● Task instructions: Put these rows into a numbered list, skipping any blank lines. Leave the pictures out of your list.

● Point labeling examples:

::::::::::

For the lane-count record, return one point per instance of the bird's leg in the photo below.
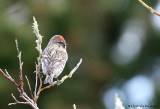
(58, 82)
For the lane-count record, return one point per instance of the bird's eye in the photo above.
(60, 42)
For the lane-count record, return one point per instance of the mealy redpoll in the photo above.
(54, 58)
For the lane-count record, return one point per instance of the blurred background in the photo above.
(119, 41)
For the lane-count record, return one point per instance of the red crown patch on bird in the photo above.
(60, 38)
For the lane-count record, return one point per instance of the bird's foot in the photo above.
(58, 82)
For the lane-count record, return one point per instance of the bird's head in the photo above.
(59, 40)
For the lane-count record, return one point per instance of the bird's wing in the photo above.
(47, 56)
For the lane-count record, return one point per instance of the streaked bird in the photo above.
(54, 58)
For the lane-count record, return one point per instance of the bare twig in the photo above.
(149, 8)
(65, 77)
(9, 78)
(20, 65)
(16, 101)
(29, 87)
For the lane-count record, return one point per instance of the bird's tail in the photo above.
(48, 79)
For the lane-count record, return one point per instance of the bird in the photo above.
(54, 58)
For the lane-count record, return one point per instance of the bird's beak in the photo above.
(65, 43)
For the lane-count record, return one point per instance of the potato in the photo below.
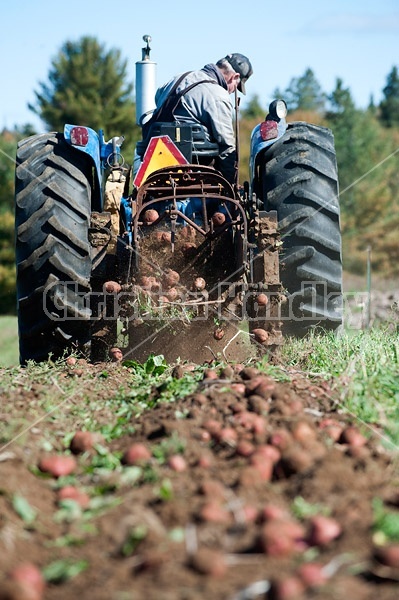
(177, 463)
(150, 216)
(136, 454)
(261, 335)
(199, 284)
(218, 219)
(81, 442)
(323, 530)
(115, 354)
(112, 287)
(218, 334)
(172, 294)
(30, 576)
(170, 278)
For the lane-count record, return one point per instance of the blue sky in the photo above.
(355, 40)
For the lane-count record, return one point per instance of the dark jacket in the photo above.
(210, 105)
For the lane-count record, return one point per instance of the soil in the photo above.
(198, 527)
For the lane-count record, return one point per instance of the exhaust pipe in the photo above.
(145, 84)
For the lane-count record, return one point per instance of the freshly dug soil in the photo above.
(221, 506)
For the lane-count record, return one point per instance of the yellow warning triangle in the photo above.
(161, 152)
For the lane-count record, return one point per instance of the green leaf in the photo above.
(23, 509)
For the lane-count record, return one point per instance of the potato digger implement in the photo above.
(166, 256)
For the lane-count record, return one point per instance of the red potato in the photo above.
(248, 373)
(177, 463)
(171, 278)
(70, 492)
(112, 287)
(218, 219)
(262, 299)
(261, 335)
(264, 468)
(227, 436)
(352, 436)
(70, 361)
(166, 237)
(136, 454)
(29, 575)
(239, 388)
(116, 354)
(82, 441)
(270, 512)
(218, 334)
(199, 284)
(172, 294)
(205, 460)
(245, 448)
(150, 216)
(57, 465)
(323, 530)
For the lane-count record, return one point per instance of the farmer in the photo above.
(203, 97)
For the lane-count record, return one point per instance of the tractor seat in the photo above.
(190, 138)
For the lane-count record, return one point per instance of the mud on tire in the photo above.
(52, 216)
(300, 182)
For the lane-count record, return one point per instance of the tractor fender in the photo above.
(258, 144)
(88, 141)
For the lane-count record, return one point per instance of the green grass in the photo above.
(364, 367)
(9, 341)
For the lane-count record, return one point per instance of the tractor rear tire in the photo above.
(52, 216)
(300, 182)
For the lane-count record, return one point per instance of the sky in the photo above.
(354, 40)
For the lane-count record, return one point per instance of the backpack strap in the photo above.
(166, 112)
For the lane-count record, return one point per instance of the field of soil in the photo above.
(243, 488)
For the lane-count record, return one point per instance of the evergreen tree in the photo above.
(389, 106)
(87, 86)
(254, 110)
(303, 93)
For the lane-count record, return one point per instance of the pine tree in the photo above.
(87, 86)
(389, 106)
(303, 93)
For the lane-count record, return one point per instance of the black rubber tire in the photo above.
(300, 182)
(52, 218)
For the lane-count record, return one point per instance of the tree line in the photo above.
(87, 84)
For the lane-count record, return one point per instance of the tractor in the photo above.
(166, 256)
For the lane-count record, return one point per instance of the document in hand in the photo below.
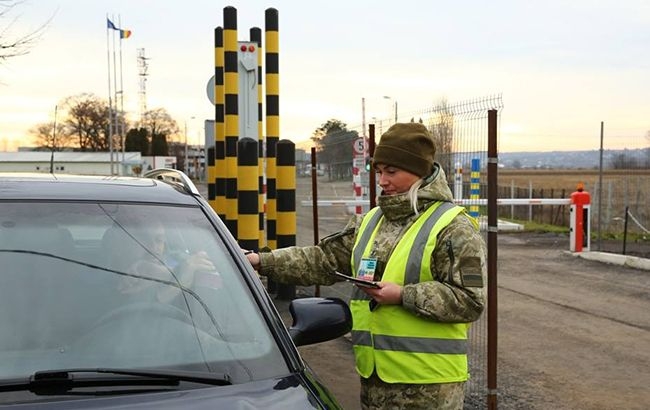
(357, 281)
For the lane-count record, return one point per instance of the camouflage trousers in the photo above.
(378, 395)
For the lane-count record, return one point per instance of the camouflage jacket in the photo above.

::::::::::

● Solution to the exercise:
1. For the lane-count record, return one point per instance of the bird's leg in the photo below.
2. (58, 82)
3. For the lane-count record, return one point per instance of the bird's eye in the photo above.
4. (60, 42)
5. For the lane-count record, return one point per instance of the mealy redpoll in the photo above.
6. (54, 58)
7. For the lane-count record, return one point per instance of the blurred background in the photo above.
8. (119, 41)
9. For the lane-count record, return one point per instance of the red crown patch on bird in the photo above.
10. (60, 38)
11. For the lane-count record, return one point per instance of the bird's foot in the photo above.
12. (58, 82)
13. For the lane-count record, return one point per instance of the bird's head in the photo above.
14. (59, 40)
15. For the lane-count record, return one point per instance of the bird's wing in the photo above.
16. (47, 56)
17. For the lane-count record, return one point per instance of the streaked bird in the photo above.
18. (54, 58)
19. For the lane-count record, return one point per instance of the bare twig in the photo above.
20. (149, 8)
21. (65, 77)
22. (9, 78)
23. (20, 65)
24. (16, 101)
25. (29, 87)
26. For the lane-count record, return one point per instance of the bird's tail in the photo above.
27. (48, 79)
28. For the lane-count record, return one point per instance of the bird in the photo above.
29. (54, 58)
30. For the lane-count record, return one point per instance of the bird's beak in the photo above.
31. (65, 43)
32. For the lane-count record, return one point per instance of the potato in the photo below.
33. (177, 463)
34. (150, 216)
35. (136, 454)
36. (261, 335)
37. (199, 284)
38. (218, 219)
39. (81, 442)
40. (323, 530)
41. (115, 354)
42. (112, 287)
43. (218, 334)
44. (172, 294)
45. (30, 576)
46. (170, 278)
47. For the lane-count record, return one point per instance of the blue sky in the photo above.
48. (355, 40)
49. For the lane-count record, return one point per instance of the dark jacket in the photo above.
50. (210, 105)
51. For the lane-count record, return one point per instance of the soil in the photo above.
52. (198, 527)
53. For the lane-count record, return one point per instance of the exhaust pipe in the photo above.
54. (145, 84)
55. For the lane-count record, return one point per instance of the freshly dug soil in the photo above.
56. (221, 506)
57. For the lane-count record, return one point per instance of the yellow warning triangle in the photo above.
58. (161, 152)
59. For the lane-count record, return one point per instance of the green leaf in the photo above.
60. (23, 509)
61. For the lane-count record, return one point per instance of the potato digger implement in the photo above.
62. (166, 256)
63. For the lane-count record, return one point per instance of the red potato in the photo above.
64. (248, 373)
65. (177, 463)
66. (171, 278)
67. (70, 492)
68. (112, 287)
69. (218, 219)
70. (262, 299)
71. (261, 335)
72. (264, 468)
73. (227, 436)
74. (352, 436)
75. (70, 361)
76. (166, 237)
77. (136, 454)
78. (29, 575)
79. (239, 388)
80. (116, 354)
81. (82, 441)
82. (270, 512)
83. (218, 334)
84. (199, 284)
85. (172, 294)
86. (205, 460)
87. (245, 448)
88. (150, 216)
89. (57, 465)
90. (323, 530)
91. For the lane-count record, return one point per instance of the farmer in the photo above.
92. (203, 97)
93. For the lane-count record, return one point per instance of the tractor seat in the photo above.
94. (190, 138)
95. For the lane-count record, return one point per instance of the mud on tire in the photo above.
96. (52, 216)
97. (300, 182)
98. For the lane-count record, return one point per instance of the tractor fender in the photo above.
99. (258, 144)
100. (88, 141)
101. For the lane-count record, return one point per instance of the green grass in the photo above.
102. (364, 367)
103. (9, 341)
104. For the lane-count record, return one point per instance of the tractor rear tire in the photo above.
105. (52, 216)
106. (300, 182)
107. For the lane-count record, return one point per instance of the sky in the photo above.
108. (354, 40)
109. For the lane-count record, return one point per instance of the backpack strap in the photo above.
110. (166, 112)
111. For the lane-count record, return one point per instance of the field of soil in the photo above.
112. (243, 488)
113. For the lane-count record, return one point per instance of the evergreen tree in the photo above.
114. (389, 106)
115. (87, 86)
116. (254, 110)
117. (303, 93)
118. For the lane-count record, return one point per instance of the pine tree in the photo above.
119. (87, 86)
120. (389, 106)
121. (303, 93)
122. For the lane-count record, return one point per instance of the black rubber tire in the photo above.
123. (300, 182)
124. (52, 218)
125. For the lane-count record, return one point per instance of the tree line in the photo above.
126. (87, 84)
127. For the lane-count record, return one point per instance of the tractor in the photo above.
128. (166, 256)
129. For the lane-count record, return one point per instance of the document in hand in the photo below.
130. (357, 281)
131. For the lane-count record, return one point per instance of the camouflage trousers in the photo above.
132. (378, 395)
133. For the lane-count record, return one point per instance of the camouflage jacket in the photo above.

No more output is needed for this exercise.